BEGIN Data section

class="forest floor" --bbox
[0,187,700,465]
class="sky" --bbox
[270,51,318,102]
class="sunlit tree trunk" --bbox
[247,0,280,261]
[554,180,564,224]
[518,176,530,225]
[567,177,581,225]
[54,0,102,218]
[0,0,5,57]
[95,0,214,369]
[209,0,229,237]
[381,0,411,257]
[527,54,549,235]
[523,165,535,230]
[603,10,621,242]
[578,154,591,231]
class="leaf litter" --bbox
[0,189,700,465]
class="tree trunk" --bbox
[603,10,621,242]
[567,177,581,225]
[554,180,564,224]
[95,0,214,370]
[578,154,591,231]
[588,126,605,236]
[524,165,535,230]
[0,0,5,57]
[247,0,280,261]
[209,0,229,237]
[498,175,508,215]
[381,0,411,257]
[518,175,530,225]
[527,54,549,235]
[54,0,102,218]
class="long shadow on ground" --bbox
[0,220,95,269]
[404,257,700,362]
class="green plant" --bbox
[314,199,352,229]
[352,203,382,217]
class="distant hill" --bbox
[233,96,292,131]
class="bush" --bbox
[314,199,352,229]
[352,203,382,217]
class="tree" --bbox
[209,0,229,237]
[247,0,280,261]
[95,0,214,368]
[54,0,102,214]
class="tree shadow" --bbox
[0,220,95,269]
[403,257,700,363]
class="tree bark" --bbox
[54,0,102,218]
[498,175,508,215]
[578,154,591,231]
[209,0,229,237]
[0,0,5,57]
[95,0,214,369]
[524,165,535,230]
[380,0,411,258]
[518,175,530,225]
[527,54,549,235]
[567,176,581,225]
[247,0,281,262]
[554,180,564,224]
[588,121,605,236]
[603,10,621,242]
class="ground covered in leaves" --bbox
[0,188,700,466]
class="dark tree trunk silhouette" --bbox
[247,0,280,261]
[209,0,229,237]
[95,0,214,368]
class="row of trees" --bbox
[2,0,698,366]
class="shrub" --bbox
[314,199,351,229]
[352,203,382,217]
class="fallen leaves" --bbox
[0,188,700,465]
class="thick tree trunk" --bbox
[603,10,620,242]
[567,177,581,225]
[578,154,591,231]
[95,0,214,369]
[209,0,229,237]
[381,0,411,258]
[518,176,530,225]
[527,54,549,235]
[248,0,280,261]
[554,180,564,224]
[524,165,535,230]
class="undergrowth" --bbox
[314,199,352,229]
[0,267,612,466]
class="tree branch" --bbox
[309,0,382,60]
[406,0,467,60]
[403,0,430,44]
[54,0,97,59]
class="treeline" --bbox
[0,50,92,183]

END Data section

▶ [What the task requires]: Copy out every line of the material above without changing anything.

▶ [Written reply]:
class="forest floor" --bbox
[0,187,700,465]
class="sky" --bbox
[270,51,318,102]
class="sunlit tree trunk" --bbox
[247,0,280,261]
[554,180,564,224]
[518,176,530,225]
[567,177,581,225]
[54,0,102,218]
[0,0,5,57]
[95,0,214,369]
[209,0,229,237]
[381,0,411,257]
[527,54,549,235]
[523,165,535,230]
[603,10,621,242]
[578,154,591,231]
class="leaf litter" --bbox
[0,189,700,465]
class="tree trunk" --bbox
[603,10,621,242]
[567,177,581,225]
[554,180,564,224]
[95,0,214,370]
[578,154,591,231]
[588,126,605,236]
[524,165,535,230]
[0,0,5,57]
[247,0,280,261]
[209,0,229,237]
[498,175,508,215]
[381,0,411,257]
[518,175,530,225]
[527,54,549,235]
[54,0,102,218]
class="long shadow on ground" --bbox
[0,220,95,269]
[404,257,700,362]
class="green plant" --bbox
[314,199,352,229]
[352,203,382,217]
class="distant hill" --bbox
[233,96,292,131]
class="bush" --bbox
[314,199,352,229]
[352,203,382,217]
class="tree" --bbox
[209,0,229,237]
[247,0,280,261]
[95,0,214,368]
[54,0,102,214]
class="tree shadow" --bbox
[0,220,95,269]
[403,257,700,363]
class="tree bark" --bbox
[54,0,102,218]
[498,175,508,215]
[578,154,591,231]
[209,0,229,237]
[0,0,5,57]
[95,0,214,369]
[524,165,535,230]
[380,0,411,258]
[518,175,530,225]
[527,54,549,235]
[567,176,581,225]
[247,0,281,262]
[554,180,564,224]
[588,121,605,236]
[603,10,621,242]
class="ground covered in leaves" --bbox
[0,188,700,466]
class="dark tree trunk silhouette" --bbox
[247,0,280,261]
[209,0,229,237]
[95,0,214,368]
class="row of trees" --bbox
[2,0,698,366]
class="shrub" --bbox
[314,199,351,229]
[352,203,382,217]
class="fallen leaves" --bbox
[0,188,700,465]
class="thick tree trunk" --bbox
[603,10,620,242]
[567,177,581,225]
[578,154,591,231]
[95,0,214,369]
[209,0,229,237]
[381,0,411,258]
[518,176,530,225]
[527,54,549,235]
[248,0,280,261]
[554,180,564,224]
[524,165,535,230]
class="undergrowth" --bbox
[314,199,352,229]
[0,267,612,466]
class="tree branch" --bbox
[309,0,382,60]
[406,0,467,60]
[403,0,430,44]
[54,0,97,59]
class="treeline" --bbox
[0,50,92,183]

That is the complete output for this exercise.